## THE PROBLEM
Text only, exactly as given: reproduce the entries below without their pictures.

Referring expression pointing data:

════════════════════

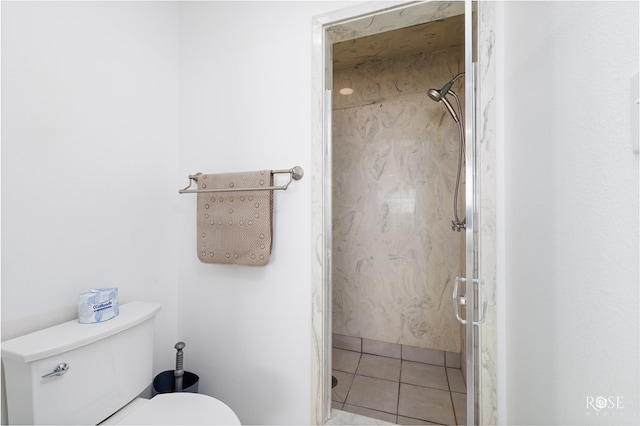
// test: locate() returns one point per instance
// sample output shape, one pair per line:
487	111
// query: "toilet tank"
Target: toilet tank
109	364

════════════════════

## TASK RESPONSE
// test: locate() returns one point per instance
// sample output shape, one pair per line:
487	111
// query: "toilet tank"
Target: toilet tank
109	364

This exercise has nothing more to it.